[Saved entries]
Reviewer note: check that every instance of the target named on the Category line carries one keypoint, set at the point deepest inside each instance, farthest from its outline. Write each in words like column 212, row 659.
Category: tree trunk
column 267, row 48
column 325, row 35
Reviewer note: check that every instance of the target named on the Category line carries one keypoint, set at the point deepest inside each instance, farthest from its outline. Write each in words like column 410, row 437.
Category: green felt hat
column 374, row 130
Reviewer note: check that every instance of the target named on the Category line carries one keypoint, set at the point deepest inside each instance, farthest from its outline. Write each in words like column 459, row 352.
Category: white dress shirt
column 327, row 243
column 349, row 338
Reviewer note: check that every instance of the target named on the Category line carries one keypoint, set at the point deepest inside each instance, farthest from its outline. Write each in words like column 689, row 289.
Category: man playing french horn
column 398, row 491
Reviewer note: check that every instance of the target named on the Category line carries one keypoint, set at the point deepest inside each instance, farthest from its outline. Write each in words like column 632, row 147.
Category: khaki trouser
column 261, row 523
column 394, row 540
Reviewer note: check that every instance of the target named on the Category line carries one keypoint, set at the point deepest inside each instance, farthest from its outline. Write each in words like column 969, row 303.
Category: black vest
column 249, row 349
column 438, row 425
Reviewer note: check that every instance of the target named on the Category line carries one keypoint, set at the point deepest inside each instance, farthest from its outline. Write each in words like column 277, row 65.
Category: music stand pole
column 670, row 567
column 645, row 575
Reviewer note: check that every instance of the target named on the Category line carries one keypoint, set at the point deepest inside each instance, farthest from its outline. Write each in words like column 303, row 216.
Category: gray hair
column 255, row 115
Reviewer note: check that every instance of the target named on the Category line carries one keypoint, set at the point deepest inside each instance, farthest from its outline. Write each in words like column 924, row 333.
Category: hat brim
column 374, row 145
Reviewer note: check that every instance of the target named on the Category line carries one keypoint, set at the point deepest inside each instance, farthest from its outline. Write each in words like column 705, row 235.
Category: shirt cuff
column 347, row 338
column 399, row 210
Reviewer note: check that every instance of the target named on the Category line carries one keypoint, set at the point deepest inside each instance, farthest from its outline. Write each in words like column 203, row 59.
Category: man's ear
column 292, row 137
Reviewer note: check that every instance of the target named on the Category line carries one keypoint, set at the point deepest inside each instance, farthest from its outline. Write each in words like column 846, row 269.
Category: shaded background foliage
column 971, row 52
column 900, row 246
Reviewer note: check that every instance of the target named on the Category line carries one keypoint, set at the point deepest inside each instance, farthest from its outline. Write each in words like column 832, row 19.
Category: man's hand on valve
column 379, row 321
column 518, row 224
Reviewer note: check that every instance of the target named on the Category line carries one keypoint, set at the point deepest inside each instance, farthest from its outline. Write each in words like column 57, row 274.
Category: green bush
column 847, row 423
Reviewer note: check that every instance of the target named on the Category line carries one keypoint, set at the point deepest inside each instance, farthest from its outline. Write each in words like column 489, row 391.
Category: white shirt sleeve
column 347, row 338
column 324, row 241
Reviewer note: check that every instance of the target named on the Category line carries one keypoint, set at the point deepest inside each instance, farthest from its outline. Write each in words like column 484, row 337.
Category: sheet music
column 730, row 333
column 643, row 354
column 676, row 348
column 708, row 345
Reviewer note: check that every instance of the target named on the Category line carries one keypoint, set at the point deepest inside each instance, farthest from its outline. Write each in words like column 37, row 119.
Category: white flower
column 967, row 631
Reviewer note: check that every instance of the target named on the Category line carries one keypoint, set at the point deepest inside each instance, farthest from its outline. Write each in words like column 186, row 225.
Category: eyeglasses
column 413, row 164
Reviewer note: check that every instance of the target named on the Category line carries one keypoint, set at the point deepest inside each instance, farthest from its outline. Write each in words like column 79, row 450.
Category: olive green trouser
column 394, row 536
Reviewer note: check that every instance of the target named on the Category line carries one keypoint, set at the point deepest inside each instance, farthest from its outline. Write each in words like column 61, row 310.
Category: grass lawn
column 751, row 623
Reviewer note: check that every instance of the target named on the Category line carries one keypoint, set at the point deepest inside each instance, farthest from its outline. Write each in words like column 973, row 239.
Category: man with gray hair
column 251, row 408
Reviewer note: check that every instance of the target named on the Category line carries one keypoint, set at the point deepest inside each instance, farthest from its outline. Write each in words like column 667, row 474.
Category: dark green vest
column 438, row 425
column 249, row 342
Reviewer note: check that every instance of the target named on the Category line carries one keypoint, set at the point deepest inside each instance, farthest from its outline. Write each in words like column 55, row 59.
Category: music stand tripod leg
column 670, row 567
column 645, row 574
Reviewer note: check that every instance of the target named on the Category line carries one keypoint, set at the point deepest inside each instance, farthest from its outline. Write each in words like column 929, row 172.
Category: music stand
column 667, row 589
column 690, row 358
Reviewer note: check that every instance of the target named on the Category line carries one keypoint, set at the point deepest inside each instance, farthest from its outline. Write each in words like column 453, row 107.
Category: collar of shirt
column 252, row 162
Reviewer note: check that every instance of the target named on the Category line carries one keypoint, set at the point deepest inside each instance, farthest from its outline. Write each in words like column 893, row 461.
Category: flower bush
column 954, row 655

What to work on:
Copy the whole listing above line for line, changing nothing.

Solution to this task:
Reviewer note: check that every instance of the target named on the Category line carries one keypoint, set at the point deepest inside each instance, farthest from its outline. Write each in words like column 212, row 659.
Category: tree trunk
column 267, row 48
column 325, row 35
Reviewer note: check that every instance of the target named on the Category line carries one keypoint, set at the point deepest inside each instance, farthest from its outline. Write each in words like column 410, row 437.
Category: green felt hat
column 374, row 130
Reviewer note: check that every instance of the target named on the Category line carries one keypoint, set at the point deepest inside each instance, farthest from its outline. Write each in words like column 459, row 352.
Category: white dress shirt
column 327, row 243
column 349, row 338
Reviewer note: check that every instance of the target named on the Category line carries one keypoint, set at the point deepest inside each instance, farthest from its outline. Write each in words like column 689, row 289.
Category: man playing french horn
column 398, row 491
Reviewer note: check that every instance of the target named on the Category line carries one keypoint, set at the point deepest inside each instance, farthest from its outline. Write each in words like column 632, row 147.
Category: khaki trouser
column 261, row 523
column 394, row 540
Reviewer note: check that every instance of the target named on the Category line carries one keypoint, set at the point deepest inside each instance, farthest from its outline. Write each in words like column 969, row 303.
Category: black vest
column 249, row 349
column 438, row 425
Reviewer note: check that every instance of the target named on the Category line carries one keypoint, set at the point deepest inside each instance, farthest from its outline. Write each in words like column 277, row 65.
Category: music stand pole
column 670, row 567
column 645, row 575
Reviewer note: check that every instance of the target named on the Category line carries one keypoint, set at the point deepest inside each instance, farthest from its outline. Write each in words like column 303, row 216.
Category: gray hair
column 255, row 115
Reviewer note: check that every instance of the target named on the Category line carries one keypoint, set at the point deepest inside each instance, farthest from its outline. Write each in words like column 924, row 333.
Category: hat brim
column 374, row 145
Reviewer note: check that every instance of the target named on the Category line carries one keypoint, set at the point deepest inside each instance, farthest from its outline. Write each in words like column 705, row 235.
Category: shirt cuff
column 347, row 338
column 399, row 210
Reviewer note: check that every instance of the target named on the Category line carries one keypoint, set at the point deepest inside each instance, farthest from its outline. Write each in words like column 203, row 59.
Category: man's ear
column 292, row 137
Reviewer note: check that every instance of the target named on the Category line carries one keypoint, set at the point deepest inside each instance, farthest from its outline. Write each in words like column 846, row 269.
Category: shaded background foliage
column 971, row 52
column 900, row 246
Reviewer note: check that every instance of the target named on the Category line carries one keypoint, set at the point deepest inside each instance, farthest from its outline. Write each in words like column 832, row 19.
Category: man's hand on valve
column 379, row 321
column 518, row 224
Reviewer note: check that every instance of the target named on the Category line carries one keypoint, set at the point deepest inside each instance, farthest from its outline. Write each in words like column 57, row 274.
Category: green bush
column 847, row 423
Reviewer note: check that every instance of the target named on the Category line carries one keypoint, set at the point deepest inside each instance, farthest from its outline. Write each in words like column 489, row 391.
Category: white shirt sleeve
column 347, row 338
column 324, row 241
Reviewer note: check that every instance of the target named on the Category line carries one keypoint, set at the point deepest inside each instance, farthest from its outline. Write each in words like column 484, row 337.
Category: sheet music
column 730, row 333
column 643, row 354
column 676, row 348
column 708, row 345
Reviewer note: check that every instance of the target named on the Category line carries one keypoint, set at the point deepest inside each instance, farthest from its outline. Write each in words like column 37, row 119.
Category: white flower
column 967, row 631
Reviewer note: check that every instance of the target named on the Category line carries one keypoint, set at the point deepest inside each instance, farthest from its outline. Write each in words like column 186, row 225.
Category: eyeglasses
column 413, row 164
Reviewer note: check that every instance of the target named on the Category line carries one keypoint, set at the point deepest inside each instance, farthest from its outline. Write each in words like column 79, row 450.
Category: olive green trouser
column 394, row 536
Reviewer note: check that every instance of the target named on the Category line carries one keypoint, set at the point deepest inside each instance, farthest from its outline. Write each in words like column 61, row 310.
Category: grass lawn
column 751, row 623
Reviewer note: check that every instance of the target named on the Category line carries one keypoint, set at the point deepest inside each instance, farthest from its outline. Write each in words like column 973, row 239.
Category: man with gray hair
column 251, row 408
Reviewer note: check that every instance of the target named on the Category line carries one keypoint, set at the point deepest inside each instance, farthest from its outline. Write each in words like column 667, row 474.
Category: dark green vest
column 438, row 425
column 249, row 342
Reviewer note: check that every instance of the target named on the Category line carries one keypoint, set at the point deepest inside each instance, farthest from its outline. Write each in words like column 55, row 59.
Category: music stand tripod leg
column 670, row 567
column 645, row 574
Reviewer note: check that every instance of the target named on the Category line carries one keypoint, set at the point deepest inside each instance, farthest from its outline. Write each in words like column 929, row 172.
Category: music stand
column 667, row 589
column 690, row 358
Reviewer note: check that every instance of the target named on the Category line carries one keypoint, set at the point deepest inside each instance, farthest from its outline. Write each in words like column 453, row 107.
Category: collar of shirt
column 252, row 162
Reviewer note: check that every instance of the target named on the Category line carries one keypoint, set at the point deepest inside each instance, farthest from its outline. Write each in words like column 893, row 461.
Category: flower bush
column 954, row 655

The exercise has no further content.